===== Exercise materials =====
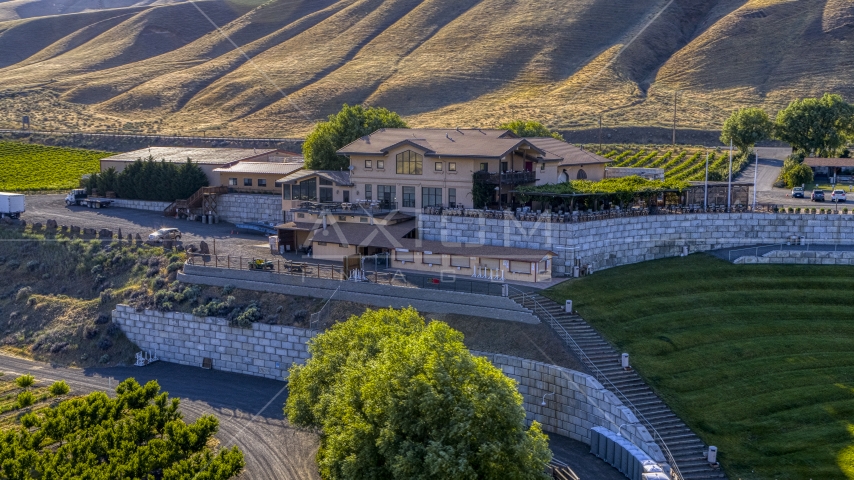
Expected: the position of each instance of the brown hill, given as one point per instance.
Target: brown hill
(277, 67)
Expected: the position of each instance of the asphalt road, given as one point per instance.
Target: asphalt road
(249, 409)
(40, 208)
(250, 415)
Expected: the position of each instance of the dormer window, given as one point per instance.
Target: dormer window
(409, 163)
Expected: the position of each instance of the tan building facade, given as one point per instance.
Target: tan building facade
(208, 159)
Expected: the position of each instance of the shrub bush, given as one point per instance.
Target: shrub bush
(25, 399)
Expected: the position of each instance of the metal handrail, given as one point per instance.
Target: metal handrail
(601, 377)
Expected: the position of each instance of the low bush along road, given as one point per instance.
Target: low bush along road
(41, 208)
(249, 409)
(756, 359)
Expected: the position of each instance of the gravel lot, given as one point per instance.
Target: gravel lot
(41, 208)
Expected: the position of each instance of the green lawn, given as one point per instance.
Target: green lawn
(25, 166)
(757, 359)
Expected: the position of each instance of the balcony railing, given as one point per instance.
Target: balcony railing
(506, 178)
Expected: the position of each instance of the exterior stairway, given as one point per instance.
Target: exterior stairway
(685, 449)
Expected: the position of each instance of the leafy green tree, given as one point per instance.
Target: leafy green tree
(529, 129)
(745, 127)
(139, 434)
(794, 173)
(396, 398)
(816, 125)
(341, 129)
(25, 381)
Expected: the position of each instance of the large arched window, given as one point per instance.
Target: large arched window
(409, 163)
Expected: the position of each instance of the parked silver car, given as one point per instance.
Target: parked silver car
(165, 234)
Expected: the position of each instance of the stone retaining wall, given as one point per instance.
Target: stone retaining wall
(796, 257)
(139, 204)
(579, 402)
(621, 241)
(263, 350)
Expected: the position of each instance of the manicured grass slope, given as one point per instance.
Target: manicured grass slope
(758, 360)
(37, 167)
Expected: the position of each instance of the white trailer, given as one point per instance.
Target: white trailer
(11, 205)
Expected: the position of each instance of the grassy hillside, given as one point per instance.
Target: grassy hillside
(173, 66)
(27, 167)
(756, 359)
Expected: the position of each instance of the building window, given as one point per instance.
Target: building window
(431, 197)
(409, 163)
(306, 190)
(408, 197)
(431, 258)
(385, 193)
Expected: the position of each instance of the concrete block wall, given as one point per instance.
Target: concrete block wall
(382, 296)
(620, 241)
(246, 207)
(796, 257)
(579, 402)
(263, 350)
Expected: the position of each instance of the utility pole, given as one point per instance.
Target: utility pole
(729, 182)
(706, 189)
(675, 93)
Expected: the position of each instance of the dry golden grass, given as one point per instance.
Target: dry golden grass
(167, 69)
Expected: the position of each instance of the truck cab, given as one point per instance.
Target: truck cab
(74, 197)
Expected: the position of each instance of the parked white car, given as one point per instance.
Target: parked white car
(165, 234)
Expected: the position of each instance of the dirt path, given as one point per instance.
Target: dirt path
(249, 409)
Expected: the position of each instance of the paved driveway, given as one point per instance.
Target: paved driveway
(250, 414)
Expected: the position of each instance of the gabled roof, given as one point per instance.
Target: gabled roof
(829, 162)
(440, 142)
(566, 153)
(261, 167)
(341, 179)
(209, 156)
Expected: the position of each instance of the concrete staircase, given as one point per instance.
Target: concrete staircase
(603, 361)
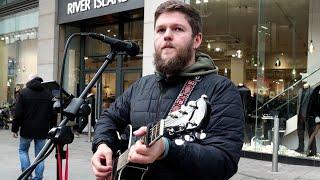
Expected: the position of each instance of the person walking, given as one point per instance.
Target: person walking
(177, 61)
(33, 117)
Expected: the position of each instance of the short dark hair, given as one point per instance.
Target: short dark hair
(192, 15)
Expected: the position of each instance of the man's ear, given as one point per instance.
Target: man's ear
(197, 41)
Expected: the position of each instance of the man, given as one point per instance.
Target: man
(34, 116)
(177, 37)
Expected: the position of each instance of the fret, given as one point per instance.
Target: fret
(123, 160)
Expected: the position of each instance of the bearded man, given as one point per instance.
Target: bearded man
(178, 35)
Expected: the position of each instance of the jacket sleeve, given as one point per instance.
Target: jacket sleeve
(18, 115)
(216, 156)
(113, 120)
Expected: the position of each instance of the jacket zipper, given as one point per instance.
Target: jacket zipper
(159, 100)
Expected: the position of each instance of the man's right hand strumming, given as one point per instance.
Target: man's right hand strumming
(101, 162)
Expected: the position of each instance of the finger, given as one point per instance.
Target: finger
(98, 166)
(140, 148)
(139, 158)
(141, 131)
(104, 176)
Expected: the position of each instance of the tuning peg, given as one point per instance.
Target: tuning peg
(204, 96)
(200, 135)
(179, 141)
(189, 138)
(173, 115)
(192, 104)
(182, 111)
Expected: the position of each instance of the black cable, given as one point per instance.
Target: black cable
(31, 168)
(63, 66)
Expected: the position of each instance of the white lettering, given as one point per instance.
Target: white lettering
(76, 6)
(85, 5)
(110, 1)
(97, 4)
(70, 9)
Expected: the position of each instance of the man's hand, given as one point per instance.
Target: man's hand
(101, 163)
(141, 154)
(15, 135)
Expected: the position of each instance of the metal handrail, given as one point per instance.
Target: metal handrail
(284, 91)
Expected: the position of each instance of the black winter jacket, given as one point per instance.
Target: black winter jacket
(33, 113)
(150, 98)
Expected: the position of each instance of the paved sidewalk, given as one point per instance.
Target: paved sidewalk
(79, 159)
(80, 154)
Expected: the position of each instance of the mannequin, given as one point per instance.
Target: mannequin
(313, 136)
(245, 94)
(303, 98)
(308, 110)
(313, 120)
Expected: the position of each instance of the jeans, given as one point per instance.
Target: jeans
(24, 155)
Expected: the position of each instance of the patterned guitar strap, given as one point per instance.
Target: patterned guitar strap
(185, 93)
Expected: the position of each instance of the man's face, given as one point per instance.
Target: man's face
(173, 43)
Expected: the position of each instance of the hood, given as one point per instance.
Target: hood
(203, 65)
(35, 84)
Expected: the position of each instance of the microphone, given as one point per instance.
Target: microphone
(129, 47)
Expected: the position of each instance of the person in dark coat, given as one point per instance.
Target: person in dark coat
(33, 117)
(177, 38)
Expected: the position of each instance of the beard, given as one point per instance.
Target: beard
(175, 64)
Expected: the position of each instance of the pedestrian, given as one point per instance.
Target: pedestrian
(177, 37)
(33, 117)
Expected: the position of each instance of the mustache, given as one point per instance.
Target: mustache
(167, 45)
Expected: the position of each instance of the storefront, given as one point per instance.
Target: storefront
(116, 19)
(262, 46)
(18, 46)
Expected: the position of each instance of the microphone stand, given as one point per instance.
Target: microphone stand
(62, 135)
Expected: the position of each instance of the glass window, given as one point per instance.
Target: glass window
(261, 45)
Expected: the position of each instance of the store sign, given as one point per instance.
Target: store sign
(84, 5)
(75, 10)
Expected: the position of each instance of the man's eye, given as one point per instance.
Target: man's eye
(161, 30)
(178, 29)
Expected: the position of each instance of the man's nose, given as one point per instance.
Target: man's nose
(168, 35)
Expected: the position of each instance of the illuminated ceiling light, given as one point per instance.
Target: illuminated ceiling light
(239, 53)
(278, 62)
(209, 46)
(311, 47)
(217, 49)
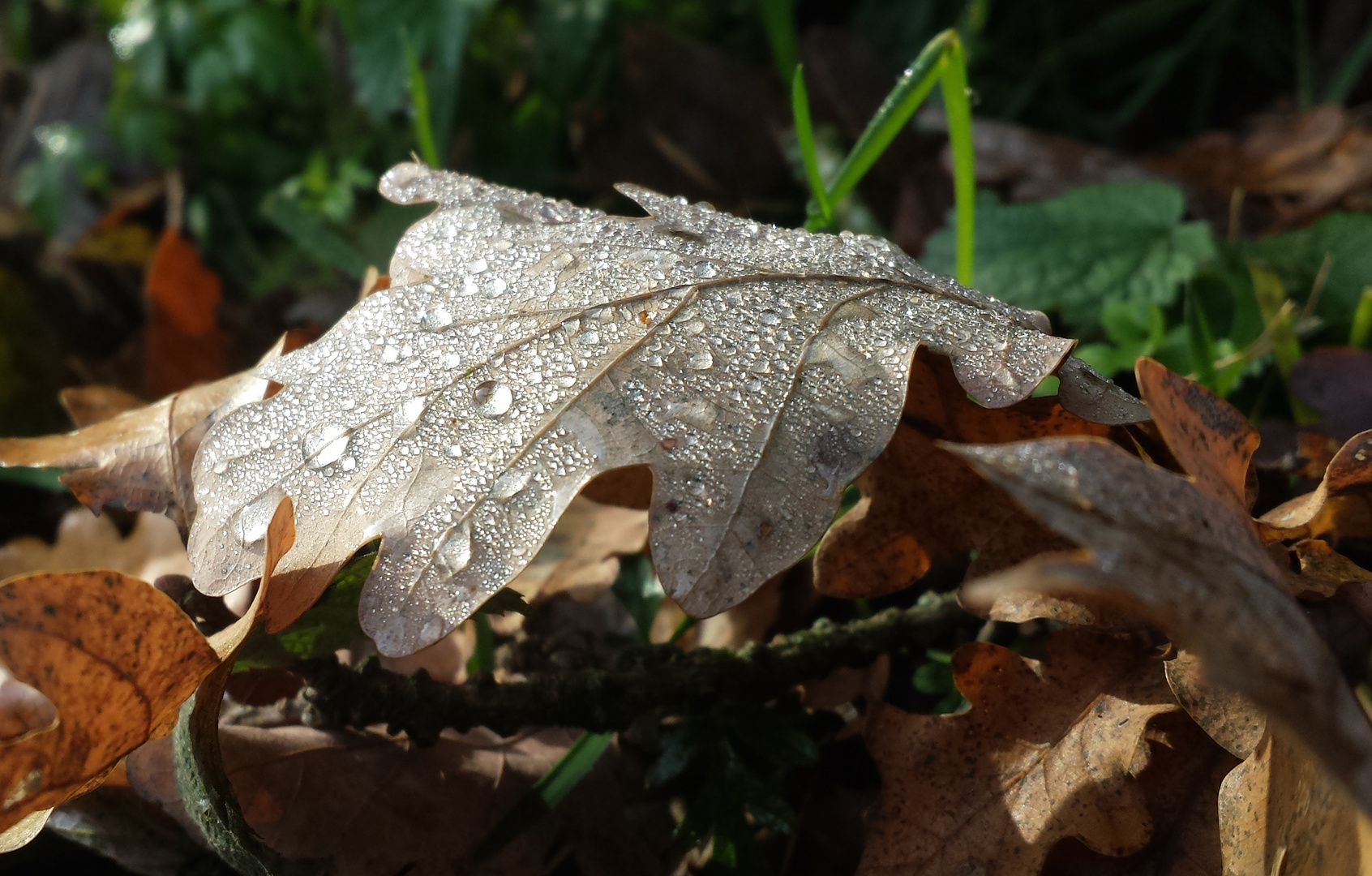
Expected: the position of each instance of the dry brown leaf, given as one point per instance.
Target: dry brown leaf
(921, 505)
(24, 711)
(1324, 570)
(1227, 717)
(114, 655)
(88, 543)
(93, 404)
(369, 805)
(1046, 751)
(1340, 505)
(1194, 566)
(140, 459)
(1207, 436)
(527, 346)
(1282, 814)
(182, 344)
=====
Your assignment =>
Make an exact copy of the records above, with the pictures left out.

Exercise solution =>
Expected: the position of each instance of the brown hill, given as one point per instance.
Target: brown hill
(277, 67)
Expected: the position of each instance of the asphalt road, given as one point per instance.
Target: asphalt road
(249, 409)
(40, 208)
(250, 415)
Expected: the position of each instance of the dormer window, given as one point per instance.
Target: dormer window
(409, 163)
Expected: the position of each instance of the tan building facade, given as one point per instance.
Target: tan building facade
(208, 159)
Expected: the position of each instance of the shrub bush, given as one point per instance.
Target: shrub bush
(25, 399)
Expected: the position of each instance of the metal handrail, given as one point per instance.
Target: metal handrail
(601, 377)
Expected: the position of each instance of the low bush along road, given as one point per instance.
Target: low bush along road
(41, 208)
(249, 409)
(756, 359)
Expected: the position of each instance of the gravel lot, given as one point per instance.
Target: gravel lot
(41, 208)
Expected: the position of each instance of the green lawn, given as one point per instance.
Target: green lawn
(25, 166)
(757, 359)
Expected: the position of each instance of the balcony railing, given as one point per instance.
Target: balcony railing
(506, 178)
Expected: the position of each instance of the exterior stairway, given as one point per instance.
Target: exterior stairway
(685, 449)
Expected: the position of each instance of the leafy green tree, given as one point per instance.
Target: leafy green tree
(529, 129)
(745, 127)
(139, 434)
(794, 173)
(396, 398)
(816, 125)
(341, 129)
(25, 381)
Expected: the position of each instance of the large arched window, given as one point per instance.
Target: large arched window
(409, 163)
Expected: the position of each instance of the parked silver car, given as one point per instance.
Target: parked silver car
(165, 234)
Expected: the position of each instance of the stone retaining wall, given as one point per instance.
Target: stone retaining wall
(796, 257)
(139, 204)
(579, 402)
(621, 241)
(263, 350)
Expected: the position of each instance of the manicured grass slope, given as one point per instance.
Target: manicured grass slope
(758, 360)
(37, 167)
Expected: the position of each instance of the white trailer, given as one point per instance.
Target: white trailer
(11, 205)
Expected: the position of each instance of the grassy hillside, given as one point per instance.
Target: grassy hillside
(173, 66)
(27, 167)
(756, 359)
Expected: the position of each instance of the building window, given as one point per instance.
Target: building window
(431, 197)
(409, 163)
(306, 190)
(408, 197)
(431, 258)
(385, 193)
Expected: the position of each instance of the concrete block wall, given as one point per instance.
Target: concrete block wall
(382, 296)
(620, 241)
(246, 207)
(796, 257)
(579, 402)
(263, 350)
Expected: the position of each instance of the utility pole, given as one point per instance.
Target: utility pole
(729, 182)
(706, 189)
(675, 93)
Expected: the position of each instance of the dry golden grass, given as one point per instance.
Target: dry golden grass
(167, 69)
Expected: the position of each instance of the truck cab, given as one point per instance.
Target: truck cab
(74, 197)
Expected: the position of each instance of the parked white car, given as one point per instance.
Target: parked white car
(165, 234)
Expected: the position of each instance of the dirt path, given as one point per instance.
Target: dirt path
(249, 409)
Expected: the position of each instance of the paved driveway, given as one point per instance.
Target: paved driveway
(250, 414)
Expected: the position of each instance of the gabled roof, given as one point per instance.
Target: gabled roof
(829, 162)
(440, 142)
(566, 153)
(261, 167)
(341, 179)
(209, 156)
Expected: the position of each instance of the concrete staircase, given as one point per instance.
Target: concrete staircase
(603, 361)
Expected: the position of each instance of the person walking, given as one point per instance.
Target: person walking
(177, 61)
(33, 117)
Expected: the position of each instance of the short dark hair, given as one point per instance.
Target: short dark hair
(192, 15)
Expected: the position of each instance of the man's ear, given as one point per instance.
Target: man's ear
(197, 41)
Expected: the position of each instance of the man, given as one point per instance.
Target: man
(34, 116)
(177, 37)
Expected: the position of each instance of the fret, given as one point per instance.
Target: fret
(123, 160)
Expected: the position of each instance of the bearded man, given as one point per instance.
Target: bearded man
(178, 35)
Expected: the position of each instance of the jacket sleeve, given as one point per instance.
Target: jacket sleeve
(18, 115)
(216, 156)
(113, 120)
Expected: the position of each instance of the jacket zipper, given as one point per instance.
Target: jacket zipper
(159, 100)
Expected: the position of each instance of the man's right hand strumming, given as one point per instance.
Target: man's right hand strumming
(101, 162)
Expected: the position of each instance of the finger, given as one point per instance.
Target: finger
(98, 166)
(140, 148)
(139, 158)
(141, 131)
(104, 176)
Expected: the position of each instance of the tuning peg, given as one point per instance.
Target: tuning peg
(204, 96)
(200, 135)
(179, 141)
(189, 138)
(173, 115)
(192, 104)
(182, 111)
Expected: the position of each instance of the black cable, given as one point per instance.
Target: black cable
(31, 168)
(63, 66)
Expected: the position of each instance of the white lettering, given as one point per instance.
Target: white lettering
(76, 6)
(85, 5)
(110, 1)
(97, 4)
(70, 9)
Expected: the position of each instance of the man's hand, given as one point per instance.
Target: man's hand
(101, 163)
(141, 154)
(15, 135)
Expected: the position of each instance of the metal handrail, given as one point per instance.
Target: metal handrail
(284, 91)
Expected: the position of each instance of the black winter jacket, given as one point per instance.
Target: black winter jacket
(33, 113)
(150, 98)
Expected: the position of each instance of the paved sidewalk, given as one point per instance.
Target: paved sidewalk
(79, 159)
(80, 154)
Expected: the position of each instance of the mannequin, given as one point per instance.
Target: mannequin
(313, 136)
(245, 94)
(303, 98)
(308, 110)
(313, 120)
Expected: the position of each instance of the jeans, given as one point per instance.
Target: jeans
(24, 155)
Expected: the position of each instance of the patterned guitar strap, given as one point per instance.
Target: patterned guitar strap
(185, 93)
Expected: the position of each instance of the man's face, given as one point per instance.
Target: man's face
(173, 43)
Expected: the position of each instance of the hood, given as one point per instance.
Target: hood
(203, 65)
(35, 84)
Expected: the position of each instance of the microphone, given as one point per instance.
Target: microphone
(129, 47)
Expected: the position of each instance of the person in dark coat, given as one point per instance.
Target: person in dark coat
(33, 117)
(177, 38)
Expected: the position of each instance of the beard, given as one point per instance.
Target: beard
(175, 64)
Expected: the position of each instance of the pedestrian, given as one point per instance.
Target: pedestrian
(177, 37)
(33, 117)
Expected: the position of each instance of the mustache, given as one point per instance.
Target: mustache
(167, 45)
Expected: the position of each instance of the storefront, given as one point per instance.
Target: storefront
(116, 19)
(262, 46)
(18, 46)
Expected: the position of each instance of the microphone stand, given as one point per instance.
Target: microphone stand
(62, 135)
Expected: the position of each instance of the glass window, given as one point per instance.
Target: glass window
(261, 45)
Expected: the position of each instance of the store sign, given as one point per instance.
Target: store sign
(84, 5)
(75, 10)
Expected: the position of each instance of the man's eye, given as one point per instance.
Target: man's eye
(161, 30)
(178, 29)
Expected: the position of each instance of the man's nose, given as one point per instance.
Target: man's nose
(168, 35)
Expected: the position of each instance of the illuminated ceiling light, given as one point per instance.
Target: illuminated ceiling light
(239, 53)
(278, 62)
(209, 46)
(311, 47)
(217, 49)
Expected: the position of each instance of the dry brown leaf, given as one point per instance.
Target: dry brown leaf
(921, 505)
(24, 711)
(1324, 570)
(1227, 717)
(114, 655)
(88, 543)
(93, 404)
(369, 805)
(1046, 751)
(1340, 505)
(1194, 566)
(140, 459)
(1207, 436)
(527, 346)
(1282, 814)
(182, 344)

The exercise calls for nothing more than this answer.